Exercise:
Nothing but the lines from the one containing "of the backpack" through the end of the data should be output, each reproduced exactly.
===== Input data
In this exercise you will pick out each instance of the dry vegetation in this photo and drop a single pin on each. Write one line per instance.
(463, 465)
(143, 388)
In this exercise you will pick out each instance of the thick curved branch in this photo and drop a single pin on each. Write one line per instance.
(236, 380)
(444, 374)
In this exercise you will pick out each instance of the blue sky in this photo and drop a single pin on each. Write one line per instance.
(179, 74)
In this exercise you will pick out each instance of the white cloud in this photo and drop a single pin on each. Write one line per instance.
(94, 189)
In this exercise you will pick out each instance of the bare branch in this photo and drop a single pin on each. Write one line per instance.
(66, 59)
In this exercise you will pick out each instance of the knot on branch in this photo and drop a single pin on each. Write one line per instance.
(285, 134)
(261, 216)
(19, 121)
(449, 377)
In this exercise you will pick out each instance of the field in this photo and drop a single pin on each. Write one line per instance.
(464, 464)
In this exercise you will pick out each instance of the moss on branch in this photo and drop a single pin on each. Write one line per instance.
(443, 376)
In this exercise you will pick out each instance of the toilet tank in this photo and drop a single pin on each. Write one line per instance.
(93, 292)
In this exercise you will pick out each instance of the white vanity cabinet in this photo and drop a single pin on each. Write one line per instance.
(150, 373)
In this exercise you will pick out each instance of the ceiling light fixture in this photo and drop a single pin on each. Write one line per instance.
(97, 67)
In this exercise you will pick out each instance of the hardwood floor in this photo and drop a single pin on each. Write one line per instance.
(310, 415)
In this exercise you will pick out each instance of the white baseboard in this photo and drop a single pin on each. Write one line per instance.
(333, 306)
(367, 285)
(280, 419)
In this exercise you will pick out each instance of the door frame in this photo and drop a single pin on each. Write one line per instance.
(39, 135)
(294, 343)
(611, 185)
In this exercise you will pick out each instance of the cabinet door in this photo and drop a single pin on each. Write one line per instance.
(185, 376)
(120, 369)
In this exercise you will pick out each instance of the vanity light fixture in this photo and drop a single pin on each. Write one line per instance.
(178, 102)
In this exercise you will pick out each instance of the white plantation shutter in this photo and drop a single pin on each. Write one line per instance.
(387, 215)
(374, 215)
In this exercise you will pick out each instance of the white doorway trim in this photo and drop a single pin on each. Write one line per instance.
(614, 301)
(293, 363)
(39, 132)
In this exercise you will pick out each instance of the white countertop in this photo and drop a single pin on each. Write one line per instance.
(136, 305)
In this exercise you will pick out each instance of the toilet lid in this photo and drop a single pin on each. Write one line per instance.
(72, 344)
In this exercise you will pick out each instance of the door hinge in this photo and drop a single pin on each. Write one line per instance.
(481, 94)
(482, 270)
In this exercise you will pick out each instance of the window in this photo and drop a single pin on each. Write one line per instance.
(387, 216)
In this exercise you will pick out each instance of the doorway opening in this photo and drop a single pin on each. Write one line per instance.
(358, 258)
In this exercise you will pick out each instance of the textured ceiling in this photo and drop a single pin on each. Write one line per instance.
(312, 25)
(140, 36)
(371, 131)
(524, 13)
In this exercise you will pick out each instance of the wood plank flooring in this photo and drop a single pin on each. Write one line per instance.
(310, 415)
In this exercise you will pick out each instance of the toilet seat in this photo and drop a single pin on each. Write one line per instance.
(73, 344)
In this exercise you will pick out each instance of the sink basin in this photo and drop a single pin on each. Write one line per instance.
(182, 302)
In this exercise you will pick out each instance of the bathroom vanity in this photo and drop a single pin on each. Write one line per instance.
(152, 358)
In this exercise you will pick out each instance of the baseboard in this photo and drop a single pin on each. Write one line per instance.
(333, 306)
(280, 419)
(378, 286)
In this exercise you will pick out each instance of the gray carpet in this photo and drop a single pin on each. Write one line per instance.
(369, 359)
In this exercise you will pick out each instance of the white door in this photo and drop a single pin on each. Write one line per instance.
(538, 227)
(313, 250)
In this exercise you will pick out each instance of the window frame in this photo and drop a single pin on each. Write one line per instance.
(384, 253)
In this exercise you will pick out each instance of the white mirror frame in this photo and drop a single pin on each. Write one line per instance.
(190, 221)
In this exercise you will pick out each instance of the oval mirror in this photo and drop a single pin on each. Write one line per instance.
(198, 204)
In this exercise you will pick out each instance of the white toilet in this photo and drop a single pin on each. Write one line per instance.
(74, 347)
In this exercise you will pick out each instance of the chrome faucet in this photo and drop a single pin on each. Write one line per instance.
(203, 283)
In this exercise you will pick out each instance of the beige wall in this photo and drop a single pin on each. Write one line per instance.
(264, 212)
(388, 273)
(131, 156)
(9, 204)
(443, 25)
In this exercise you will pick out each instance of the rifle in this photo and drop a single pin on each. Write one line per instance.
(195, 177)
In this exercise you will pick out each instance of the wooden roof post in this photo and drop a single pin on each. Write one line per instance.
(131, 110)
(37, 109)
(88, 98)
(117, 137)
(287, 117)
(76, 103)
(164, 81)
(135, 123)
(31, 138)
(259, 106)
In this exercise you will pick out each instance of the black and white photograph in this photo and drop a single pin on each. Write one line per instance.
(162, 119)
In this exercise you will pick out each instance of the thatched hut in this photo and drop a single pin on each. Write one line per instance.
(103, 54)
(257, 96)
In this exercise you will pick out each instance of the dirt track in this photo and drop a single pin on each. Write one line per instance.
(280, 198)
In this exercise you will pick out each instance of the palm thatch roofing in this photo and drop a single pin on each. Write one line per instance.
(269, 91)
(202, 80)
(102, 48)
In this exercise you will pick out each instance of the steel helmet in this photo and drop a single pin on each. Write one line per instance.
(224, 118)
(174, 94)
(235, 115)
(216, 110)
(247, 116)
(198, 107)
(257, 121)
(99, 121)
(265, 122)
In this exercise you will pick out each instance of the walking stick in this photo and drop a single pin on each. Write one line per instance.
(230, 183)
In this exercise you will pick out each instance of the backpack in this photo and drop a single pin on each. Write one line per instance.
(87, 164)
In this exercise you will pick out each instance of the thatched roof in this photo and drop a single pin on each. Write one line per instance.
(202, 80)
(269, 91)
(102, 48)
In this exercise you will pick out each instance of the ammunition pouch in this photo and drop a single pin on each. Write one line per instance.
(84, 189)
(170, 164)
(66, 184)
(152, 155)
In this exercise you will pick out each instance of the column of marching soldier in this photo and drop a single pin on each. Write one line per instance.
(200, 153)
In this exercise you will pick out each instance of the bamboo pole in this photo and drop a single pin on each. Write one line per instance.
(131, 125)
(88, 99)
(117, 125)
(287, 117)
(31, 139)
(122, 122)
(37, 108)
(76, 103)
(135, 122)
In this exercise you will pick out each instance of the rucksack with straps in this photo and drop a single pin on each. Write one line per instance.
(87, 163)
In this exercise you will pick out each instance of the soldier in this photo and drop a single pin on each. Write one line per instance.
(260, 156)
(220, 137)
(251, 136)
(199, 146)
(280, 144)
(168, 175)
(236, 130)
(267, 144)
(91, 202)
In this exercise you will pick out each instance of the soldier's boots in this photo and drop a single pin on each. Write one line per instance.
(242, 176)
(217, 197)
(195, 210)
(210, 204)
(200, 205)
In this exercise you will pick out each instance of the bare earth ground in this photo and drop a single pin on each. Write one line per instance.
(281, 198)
==========
Written response:
In this exercise you will pick out each instance of the backpack in this photo and drop a single pin on each. Write one line per instance.
(87, 164)
In this exercise you will pick out each instance of the thatched roof in this photo and drop a single pin on each. Write one line per instance.
(202, 80)
(269, 91)
(102, 48)
In this exercise you will pick out each instance of the ammunition pouch in this photo and drop a single pin on each. Write one line per instance.
(84, 189)
(170, 164)
(66, 184)
(152, 155)
In this exercise you will pick out each instance of the column of marching soldier in this photo and drop a single pin on each. Write one line per instance.
(200, 153)
In this exercise you will pick out each instance of the bamboo pole in this photo and drop a single pin on each. Write one line per instance.
(131, 125)
(88, 99)
(117, 125)
(287, 117)
(31, 139)
(122, 122)
(37, 108)
(76, 103)
(135, 122)
In this exercise you will pick out each instance of the rucksack with straps in this photo and drop a single pin on each. Write one line per instance.
(87, 163)
In this exercise you will pick out each instance of the soldier in this photo and drop a single pin on each. Write one line per instance.
(260, 156)
(220, 137)
(251, 136)
(199, 146)
(280, 144)
(168, 175)
(236, 130)
(267, 144)
(91, 202)
In this exercise you will pick out each instance of the soldier's boots in this photo and drop a single pin on each. Write one line per instance.
(242, 176)
(217, 197)
(195, 210)
(210, 204)
(200, 205)
In this exercise you will pick out each instance of the bare earth ground in this photo and drop a single pin on each. Write one line per instance.
(281, 198)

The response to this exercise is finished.